Given exercise: Without omitting anything, retype the data that follows.

Items from a dataset:
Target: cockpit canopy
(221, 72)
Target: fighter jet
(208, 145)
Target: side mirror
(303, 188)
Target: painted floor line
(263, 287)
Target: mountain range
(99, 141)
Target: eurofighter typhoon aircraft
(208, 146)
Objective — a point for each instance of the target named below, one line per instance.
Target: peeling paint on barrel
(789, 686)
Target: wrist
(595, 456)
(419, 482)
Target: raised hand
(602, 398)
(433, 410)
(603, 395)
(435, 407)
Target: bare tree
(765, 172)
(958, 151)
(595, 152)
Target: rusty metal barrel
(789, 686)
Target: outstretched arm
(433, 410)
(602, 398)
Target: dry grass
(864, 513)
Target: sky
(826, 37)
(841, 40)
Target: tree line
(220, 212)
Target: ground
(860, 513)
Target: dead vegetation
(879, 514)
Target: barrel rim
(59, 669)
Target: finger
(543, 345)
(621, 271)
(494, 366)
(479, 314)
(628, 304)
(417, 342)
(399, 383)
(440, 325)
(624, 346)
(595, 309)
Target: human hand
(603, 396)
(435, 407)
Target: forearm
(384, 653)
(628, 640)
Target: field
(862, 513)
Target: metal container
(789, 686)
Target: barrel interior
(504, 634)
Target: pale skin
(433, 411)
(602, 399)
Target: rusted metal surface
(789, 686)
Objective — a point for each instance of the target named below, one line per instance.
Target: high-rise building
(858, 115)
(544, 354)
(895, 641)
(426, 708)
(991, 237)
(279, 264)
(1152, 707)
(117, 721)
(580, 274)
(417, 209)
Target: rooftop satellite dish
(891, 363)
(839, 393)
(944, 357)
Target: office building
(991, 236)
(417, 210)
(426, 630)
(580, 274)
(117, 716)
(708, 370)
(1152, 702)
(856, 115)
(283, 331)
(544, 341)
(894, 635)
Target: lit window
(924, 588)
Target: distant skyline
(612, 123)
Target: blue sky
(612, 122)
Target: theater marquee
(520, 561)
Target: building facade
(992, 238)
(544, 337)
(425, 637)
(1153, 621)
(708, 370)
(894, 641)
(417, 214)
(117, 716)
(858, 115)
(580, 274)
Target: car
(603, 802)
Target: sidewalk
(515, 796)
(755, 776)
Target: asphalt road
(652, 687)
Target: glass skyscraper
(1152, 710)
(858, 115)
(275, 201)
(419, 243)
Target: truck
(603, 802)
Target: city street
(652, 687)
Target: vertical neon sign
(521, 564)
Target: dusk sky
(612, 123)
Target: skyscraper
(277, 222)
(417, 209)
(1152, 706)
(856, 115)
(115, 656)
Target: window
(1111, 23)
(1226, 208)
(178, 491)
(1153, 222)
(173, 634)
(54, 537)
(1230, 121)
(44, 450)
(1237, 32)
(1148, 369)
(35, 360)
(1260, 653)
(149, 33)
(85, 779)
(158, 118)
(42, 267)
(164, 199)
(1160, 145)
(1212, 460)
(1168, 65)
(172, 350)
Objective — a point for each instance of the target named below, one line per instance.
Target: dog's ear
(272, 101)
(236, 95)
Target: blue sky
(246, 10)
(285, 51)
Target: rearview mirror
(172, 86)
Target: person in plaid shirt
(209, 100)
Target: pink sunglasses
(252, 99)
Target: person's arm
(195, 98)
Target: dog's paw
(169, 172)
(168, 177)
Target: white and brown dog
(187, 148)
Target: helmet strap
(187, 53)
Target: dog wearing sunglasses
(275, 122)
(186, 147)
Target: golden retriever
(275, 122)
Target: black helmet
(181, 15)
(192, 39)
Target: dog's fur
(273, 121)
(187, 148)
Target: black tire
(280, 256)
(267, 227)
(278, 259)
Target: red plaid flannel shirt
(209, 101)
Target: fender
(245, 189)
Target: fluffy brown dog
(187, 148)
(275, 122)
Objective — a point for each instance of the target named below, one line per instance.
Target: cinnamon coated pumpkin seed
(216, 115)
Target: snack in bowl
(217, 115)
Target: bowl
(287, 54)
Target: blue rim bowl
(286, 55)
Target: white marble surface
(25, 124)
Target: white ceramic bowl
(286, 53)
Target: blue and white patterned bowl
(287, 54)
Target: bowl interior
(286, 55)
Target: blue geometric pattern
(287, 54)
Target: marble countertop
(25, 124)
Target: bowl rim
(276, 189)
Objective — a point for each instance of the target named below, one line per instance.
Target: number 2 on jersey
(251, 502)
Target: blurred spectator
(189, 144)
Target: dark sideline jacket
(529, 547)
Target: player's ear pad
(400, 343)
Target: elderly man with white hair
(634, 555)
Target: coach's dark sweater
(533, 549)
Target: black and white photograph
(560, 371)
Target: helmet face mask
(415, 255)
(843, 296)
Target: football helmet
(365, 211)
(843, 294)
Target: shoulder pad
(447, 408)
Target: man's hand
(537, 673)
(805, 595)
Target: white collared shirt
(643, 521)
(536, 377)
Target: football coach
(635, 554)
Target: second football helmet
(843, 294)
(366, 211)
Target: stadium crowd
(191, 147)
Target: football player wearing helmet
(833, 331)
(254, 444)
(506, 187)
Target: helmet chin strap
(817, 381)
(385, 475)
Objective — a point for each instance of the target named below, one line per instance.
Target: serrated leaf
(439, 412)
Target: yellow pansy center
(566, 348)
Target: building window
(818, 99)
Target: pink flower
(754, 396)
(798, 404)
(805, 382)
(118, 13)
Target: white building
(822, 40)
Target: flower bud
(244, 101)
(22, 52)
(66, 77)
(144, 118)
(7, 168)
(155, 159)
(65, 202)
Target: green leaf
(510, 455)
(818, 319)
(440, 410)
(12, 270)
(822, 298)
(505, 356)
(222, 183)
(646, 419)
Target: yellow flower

Answer for the task:
Target: cockpit canopy
(221, 72)
Target: fighter jet
(208, 145)
Target: side mirror
(303, 188)
Target: painted floor line
(263, 287)
Target: mountain range
(99, 141)
Target: eurofighter typhoon aircraft
(208, 146)
Objective — a point for each instance of the target named below, one line per instance.
Target: peeling paint on barrel
(789, 686)
Target: wrist
(595, 456)
(419, 482)
Target: raised hand
(602, 398)
(433, 410)
(603, 395)
(435, 407)
Target: bare tree
(765, 172)
(958, 151)
(595, 152)
Target: rusty metal barrel
(789, 686)
Target: outstretched arm
(433, 410)
(602, 398)
Target: dry grass
(864, 513)
Target: sky
(826, 37)
(841, 40)
Target: tree line
(220, 212)
Target: ground
(860, 513)
Target: dead vegetation
(879, 514)
Target: barrel rim
(59, 669)
Target: finger
(543, 345)
(621, 271)
(494, 366)
(479, 314)
(628, 304)
(417, 342)
(399, 383)
(440, 325)
(624, 346)
(595, 309)
Target: human hand
(603, 396)
(435, 407)
Target: forearm
(384, 653)
(628, 640)
Target: field
(862, 513)
Target: metal container
(789, 686)
Target: barrel interior
(504, 634)
Target: pale skin
(433, 411)
(602, 399)
Target: rusted metal surface
(789, 686)
Objective — a point for each instance of the target named below, one line per instance.
Target: high-rise building
(858, 115)
(544, 354)
(895, 641)
(426, 708)
(991, 237)
(279, 264)
(1152, 707)
(117, 721)
(580, 274)
(417, 209)
Target: rooftop satellite dish
(891, 363)
(839, 393)
(944, 357)
Target: office building
(991, 236)
(417, 210)
(426, 630)
(580, 274)
(117, 716)
(708, 370)
(1152, 702)
(856, 115)
(283, 331)
(544, 341)
(894, 635)
Target: lit window
(924, 588)
Target: distant skyline
(612, 123)
Target: blue sky
(612, 122)
Target: theater marquee
(520, 561)
Target: building facade
(992, 238)
(544, 337)
(425, 637)
(1153, 621)
(708, 370)
(894, 641)
(417, 214)
(117, 716)
(858, 115)
(580, 274)
Target: car
(603, 802)
Target: sidewalk
(515, 796)
(755, 776)
Target: asphalt road
(652, 687)
Target: glass skyscraper
(1152, 710)
(858, 115)
(275, 201)
(419, 243)
Target: truck
(603, 802)
Target: city street
(652, 687)
Target: vertical neon sign
(521, 564)
Target: dusk sky
(612, 123)
Target: skyscraper
(277, 222)
(417, 209)
(1152, 706)
(856, 115)
(115, 656)
Target: window
(1111, 23)
(1226, 208)
(178, 491)
(1153, 222)
(173, 634)
(54, 537)
(1230, 121)
(44, 450)
(1237, 32)
(1148, 369)
(35, 360)
(1260, 653)
(149, 33)
(85, 779)
(158, 118)
(42, 267)
(164, 199)
(1160, 145)
(1212, 460)
(1168, 65)
(172, 350)
Objective — a point for each instance of the target named below, one line per instance.
Target: dog's ear
(272, 101)
(236, 95)
Target: blue sky
(246, 10)
(285, 51)
Target: rearview mirror
(172, 86)
Target: person in plaid shirt
(209, 100)
Target: pink sunglasses
(252, 99)
Target: person's arm
(195, 98)
Target: dog's paw
(169, 172)
(168, 177)
Target: white and brown dog
(187, 148)
Target: helmet strap
(187, 53)
Target: dog wearing sunglasses
(275, 122)
(186, 147)
Target: golden retriever
(275, 122)
Target: black helmet
(181, 15)
(192, 39)
Target: dog's fur
(273, 121)
(187, 148)
Target: black tire
(280, 256)
(267, 227)
(278, 259)
Target: red plaid flannel shirt
(209, 101)
Target: fender
(245, 189)
Target: fluffy brown dog
(187, 148)
(275, 122)
Objective — a point for each instance of the target named below, one line per instance.
Target: cinnamon coated pumpkin seed
(216, 115)
Target: snack in bowl
(217, 115)
Target: bowl
(287, 54)
Target: blue rim bowl
(286, 55)
Target: white marble surface
(25, 124)
Target: white ceramic bowl
(286, 53)
Target: blue and white patterned bowl
(287, 54)
Target: bowl interior
(286, 55)
Target: blue geometric pattern
(287, 54)
Target: marble countertop
(25, 124)
Target: bowl rim
(276, 189)
Objective — a point for each instance of the target named below, one line per instance.
Target: number 2 on jersey
(251, 502)
Target: blurred spectator
(189, 144)
Target: dark sideline jacket
(529, 547)
Target: player's ear pad
(400, 343)
Target: elderly man with white hair
(634, 555)
Target: coach's dark sweater
(533, 549)
Target: black and white photograph
(560, 371)
Target: helmet face mask
(415, 255)
(843, 296)
Target: football helmet
(365, 211)
(843, 294)
Target: shoulder pad
(447, 408)
Target: man's hand
(537, 673)
(805, 595)
Target: white collared shirt
(643, 521)
(536, 377)
Target: football coach
(635, 554)
Target: second football helmet
(843, 294)
(366, 211)
Target: stadium crowd
(191, 147)
Target: football player wearing helmet
(833, 331)
(254, 444)
(506, 187)
Target: helmet chin strap
(817, 381)
(385, 475)
Objective — a point for each instance of the target named below, one line per instance.
Target: serrated leaf
(439, 412)
Target: yellow pansy center
(566, 348)
Target: building window
(818, 99)
Target: pink flower
(754, 396)
(798, 404)
(805, 382)
(118, 13)
Target: white building
(822, 40)
Target: flower bud
(244, 101)
(22, 52)
(66, 77)
(144, 118)
(7, 168)
(155, 159)
(65, 202)
Target: green leaf
(510, 455)
(818, 319)
(440, 410)
(12, 270)
(822, 298)
(505, 356)
(222, 183)
(646, 419)
Target: yellow flower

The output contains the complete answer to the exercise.